| RECORDS FOR PROCESSING |
================
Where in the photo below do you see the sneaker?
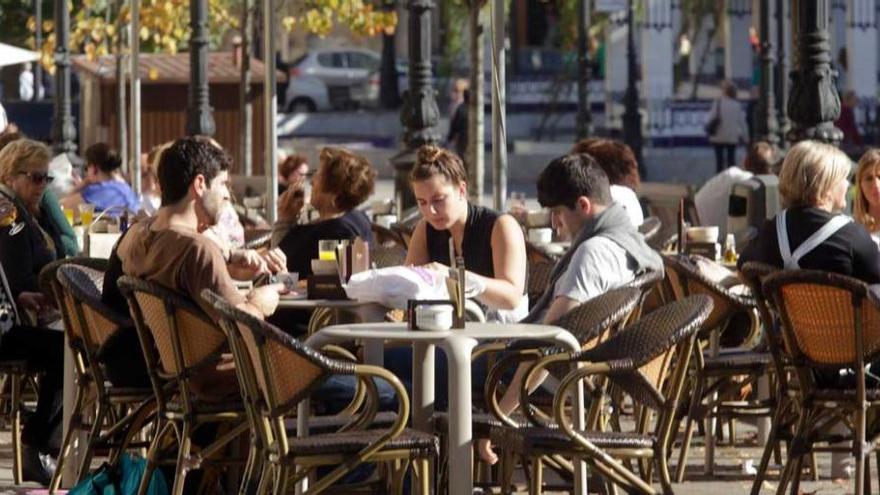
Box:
================
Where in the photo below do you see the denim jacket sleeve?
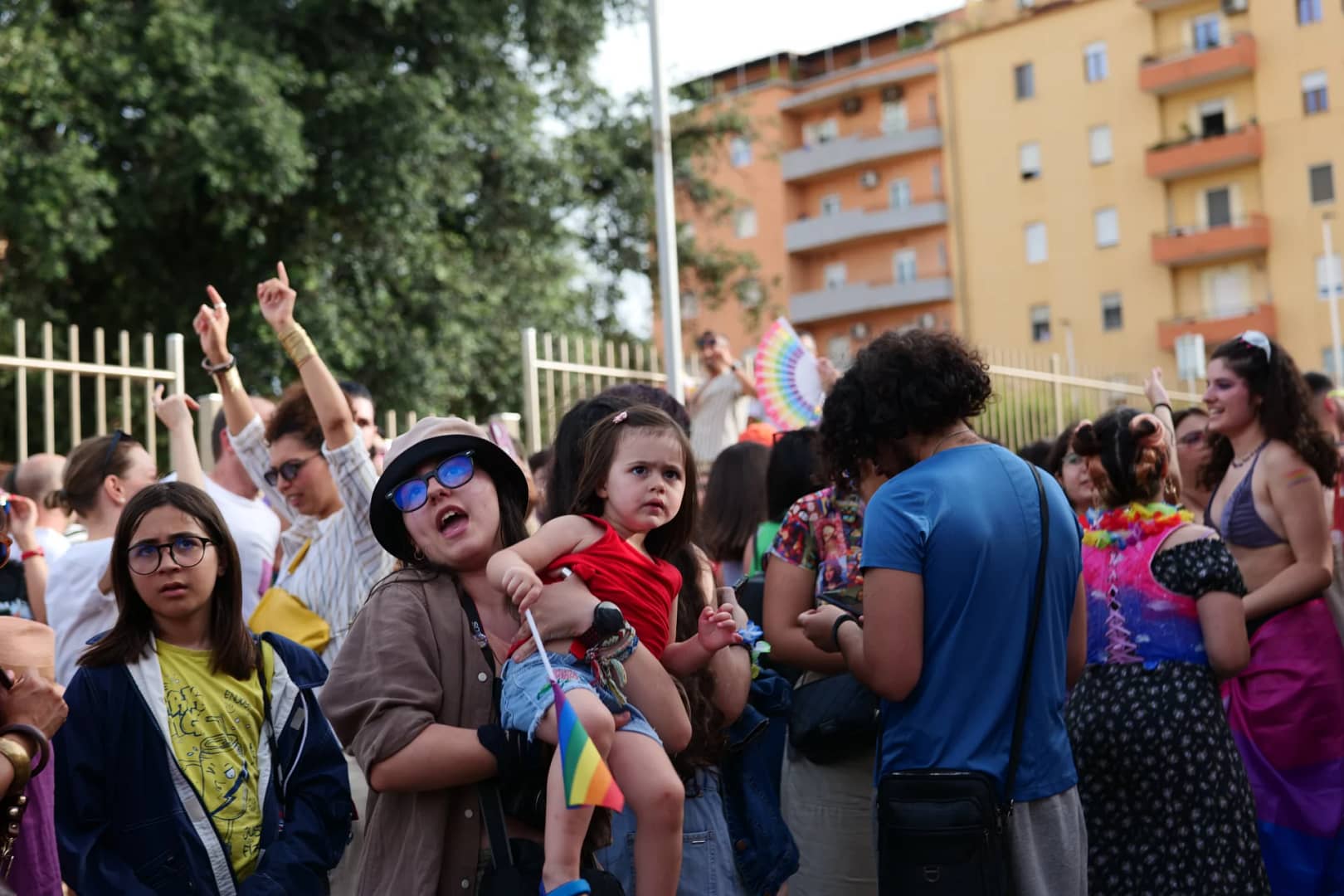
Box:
================
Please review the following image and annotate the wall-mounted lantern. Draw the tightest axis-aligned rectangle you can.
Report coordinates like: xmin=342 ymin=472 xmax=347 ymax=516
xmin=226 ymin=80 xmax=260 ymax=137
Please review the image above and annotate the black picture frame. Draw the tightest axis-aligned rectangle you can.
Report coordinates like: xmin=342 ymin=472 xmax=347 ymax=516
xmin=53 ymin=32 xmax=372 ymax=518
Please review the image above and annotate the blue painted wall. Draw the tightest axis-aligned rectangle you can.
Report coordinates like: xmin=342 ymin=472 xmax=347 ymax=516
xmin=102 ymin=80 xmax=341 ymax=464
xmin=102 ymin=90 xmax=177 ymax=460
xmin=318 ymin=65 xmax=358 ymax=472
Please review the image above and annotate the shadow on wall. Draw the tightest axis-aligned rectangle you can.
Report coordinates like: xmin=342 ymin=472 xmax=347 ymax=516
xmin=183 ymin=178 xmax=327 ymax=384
================
| PROBLEM TO SOLVE |
Edit the part of the items that opens with the line containing "Please review the following" and closes with the line containing "xmin=53 ymin=32 xmax=372 ymax=518", replacing "tightest" with "smallest" and leaving everything else unchanged. Return only those lines.

| RIGHT ANSWER |
Please review the following image and annotate the wall-mounted lantern. Draw the smallest axis-aligned rectangle you can.
Report coordinates like: xmin=342 ymin=472 xmax=347 ymax=516
xmin=226 ymin=80 xmax=260 ymax=137
Please review the image above and annotate the black picture frame. Draw the smallest axis-aligned rectangle you can.
Report coordinates like: xmin=342 ymin=472 xmax=347 ymax=516
xmin=53 ymin=32 xmax=372 ymax=518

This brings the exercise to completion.